July 10, 2016
Array

New Constructs of Nationalism and the Media

The following is the text of the N Ramachandran Memorial Lecture delivered by Sitaram Yechury, CPI(M) general secretary in Thiruvananthapuram on June 28, 2016. The lecture was organised on the occasion of presentation of N Ramachandran Award.

I

NATIONALISM is a concept that, with its central features of fellowship, establishing a sense of community, was the basis of the national movement – where many streams flowed, but aimed eventually to overthrow foreign imperial rule and allow a hundred flowers to bloom in the garden called India. Indian nationhood did not allow itself to become a Hindutva Pakistan, but instead dared to dream and realise in 1950, what even modern Europe is struggling to do today! That is, draw in multiple ethnicities, languages, religions, classes and regions into One India.

Data section:

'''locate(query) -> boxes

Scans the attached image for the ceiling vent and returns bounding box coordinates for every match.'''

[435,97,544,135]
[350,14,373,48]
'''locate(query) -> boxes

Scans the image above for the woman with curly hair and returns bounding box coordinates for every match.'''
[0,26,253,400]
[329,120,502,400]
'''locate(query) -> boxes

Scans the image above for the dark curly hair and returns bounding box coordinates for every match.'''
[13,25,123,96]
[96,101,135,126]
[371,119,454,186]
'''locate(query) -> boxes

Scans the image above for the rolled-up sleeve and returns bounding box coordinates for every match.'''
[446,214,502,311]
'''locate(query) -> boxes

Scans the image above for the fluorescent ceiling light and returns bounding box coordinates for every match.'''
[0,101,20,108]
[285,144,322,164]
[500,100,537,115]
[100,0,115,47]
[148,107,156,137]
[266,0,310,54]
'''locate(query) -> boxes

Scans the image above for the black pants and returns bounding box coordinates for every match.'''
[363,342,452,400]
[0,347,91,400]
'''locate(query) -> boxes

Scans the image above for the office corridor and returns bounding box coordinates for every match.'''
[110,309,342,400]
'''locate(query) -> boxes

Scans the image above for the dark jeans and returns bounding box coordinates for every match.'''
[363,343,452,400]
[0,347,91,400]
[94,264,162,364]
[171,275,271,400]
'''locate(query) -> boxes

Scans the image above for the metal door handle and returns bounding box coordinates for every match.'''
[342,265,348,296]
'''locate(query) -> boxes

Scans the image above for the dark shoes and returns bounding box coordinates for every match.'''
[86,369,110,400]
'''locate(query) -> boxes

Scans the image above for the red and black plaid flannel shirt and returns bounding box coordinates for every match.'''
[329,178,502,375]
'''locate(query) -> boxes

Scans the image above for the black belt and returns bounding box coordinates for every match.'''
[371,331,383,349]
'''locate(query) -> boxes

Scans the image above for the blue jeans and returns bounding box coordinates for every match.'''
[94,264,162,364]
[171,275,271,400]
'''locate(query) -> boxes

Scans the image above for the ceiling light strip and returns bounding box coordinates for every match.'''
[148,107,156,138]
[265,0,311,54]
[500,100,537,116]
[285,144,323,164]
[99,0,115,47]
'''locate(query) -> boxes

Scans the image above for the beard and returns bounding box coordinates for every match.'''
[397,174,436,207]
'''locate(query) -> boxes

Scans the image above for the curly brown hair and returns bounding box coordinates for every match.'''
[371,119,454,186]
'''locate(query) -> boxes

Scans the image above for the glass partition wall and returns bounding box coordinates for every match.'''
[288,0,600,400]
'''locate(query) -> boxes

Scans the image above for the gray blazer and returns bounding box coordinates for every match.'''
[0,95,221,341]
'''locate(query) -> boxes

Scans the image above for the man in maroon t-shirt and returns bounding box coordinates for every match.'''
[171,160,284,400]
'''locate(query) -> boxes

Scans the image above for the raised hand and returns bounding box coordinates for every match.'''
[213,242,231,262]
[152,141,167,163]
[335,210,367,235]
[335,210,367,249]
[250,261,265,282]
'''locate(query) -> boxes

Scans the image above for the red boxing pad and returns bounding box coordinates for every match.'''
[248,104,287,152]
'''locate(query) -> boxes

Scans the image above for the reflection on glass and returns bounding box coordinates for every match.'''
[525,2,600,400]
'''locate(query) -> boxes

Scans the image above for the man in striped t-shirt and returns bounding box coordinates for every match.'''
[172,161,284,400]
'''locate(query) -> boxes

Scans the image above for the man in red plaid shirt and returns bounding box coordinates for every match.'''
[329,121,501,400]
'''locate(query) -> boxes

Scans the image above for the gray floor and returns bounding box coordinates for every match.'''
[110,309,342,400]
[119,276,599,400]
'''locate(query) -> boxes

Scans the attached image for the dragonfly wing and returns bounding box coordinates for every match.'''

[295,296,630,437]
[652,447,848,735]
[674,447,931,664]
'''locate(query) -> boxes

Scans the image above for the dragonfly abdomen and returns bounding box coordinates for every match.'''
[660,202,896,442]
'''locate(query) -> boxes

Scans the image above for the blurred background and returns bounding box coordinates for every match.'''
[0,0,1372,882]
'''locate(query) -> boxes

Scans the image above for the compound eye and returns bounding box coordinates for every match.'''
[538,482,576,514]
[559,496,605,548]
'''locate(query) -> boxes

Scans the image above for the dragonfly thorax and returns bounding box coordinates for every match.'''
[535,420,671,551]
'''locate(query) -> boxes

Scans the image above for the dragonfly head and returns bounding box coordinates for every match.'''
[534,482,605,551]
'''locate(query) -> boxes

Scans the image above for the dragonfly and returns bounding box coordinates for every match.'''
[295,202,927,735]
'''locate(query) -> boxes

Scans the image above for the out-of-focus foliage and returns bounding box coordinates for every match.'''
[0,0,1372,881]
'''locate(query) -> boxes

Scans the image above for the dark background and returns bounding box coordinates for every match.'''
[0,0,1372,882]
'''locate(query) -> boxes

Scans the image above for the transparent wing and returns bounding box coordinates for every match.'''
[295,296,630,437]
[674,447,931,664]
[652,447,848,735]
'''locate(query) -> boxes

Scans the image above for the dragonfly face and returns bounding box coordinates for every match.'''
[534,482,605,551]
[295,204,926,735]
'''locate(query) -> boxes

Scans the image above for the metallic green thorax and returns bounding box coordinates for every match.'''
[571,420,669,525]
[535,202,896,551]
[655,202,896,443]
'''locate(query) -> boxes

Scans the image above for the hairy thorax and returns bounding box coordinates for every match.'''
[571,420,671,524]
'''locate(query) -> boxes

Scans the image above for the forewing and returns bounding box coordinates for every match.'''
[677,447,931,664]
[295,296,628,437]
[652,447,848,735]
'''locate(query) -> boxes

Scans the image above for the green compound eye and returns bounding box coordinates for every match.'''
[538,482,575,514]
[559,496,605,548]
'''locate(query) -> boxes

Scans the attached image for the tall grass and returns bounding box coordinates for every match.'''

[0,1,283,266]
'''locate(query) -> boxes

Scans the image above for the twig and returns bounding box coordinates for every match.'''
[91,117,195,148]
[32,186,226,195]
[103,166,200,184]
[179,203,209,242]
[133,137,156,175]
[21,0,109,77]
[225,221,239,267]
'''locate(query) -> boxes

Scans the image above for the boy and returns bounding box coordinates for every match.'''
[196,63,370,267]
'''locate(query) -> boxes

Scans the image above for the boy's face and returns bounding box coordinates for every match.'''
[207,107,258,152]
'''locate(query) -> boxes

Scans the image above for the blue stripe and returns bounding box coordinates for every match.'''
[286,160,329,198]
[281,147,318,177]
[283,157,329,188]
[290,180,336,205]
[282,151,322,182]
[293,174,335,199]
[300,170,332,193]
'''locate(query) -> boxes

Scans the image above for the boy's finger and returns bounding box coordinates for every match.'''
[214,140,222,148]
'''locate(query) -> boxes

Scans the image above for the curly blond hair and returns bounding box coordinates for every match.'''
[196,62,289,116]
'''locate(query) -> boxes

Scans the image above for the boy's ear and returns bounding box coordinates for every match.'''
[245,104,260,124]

To-do list:
**1)** From the lecture on nationalism above the data, write out the passage that begins with the words containing "The following is" and ends with "into One India.".
**2)** In the lecture on nationalism, who delivered the N Ramachandran Memorial Lecture, and in which city?

Results for each task:
**1)**
The following is the text of the N Ramachandran Memorial Lecture delivered by Sitaram Yechury, CPI(M) general secretary in Thiruvananthapuram on June 28, 2016. The lecture was organised on the occasion of presentation of N Ramachandran Award.

I

NATIONALISM is a concept that, with its central features of fellowship, establishing a sense of community, was the basis of the national movement – where many streams flowed, but aimed eventually to overthrow foreign imperial rule and allow a hundred flowers to bloom in the garden called India. Indian nationhood did not allow itself to become a Hindutva Pakistan, but instead dared to dream and realise in 1950, what even modern Europe is struggling to do today! That is, draw in multiple ethnicities, languages, religions, classes and regions into One India.

**2)** Sitaram Yechury, CPI(M) general secretary, delivered it in Thiruvananthapuram.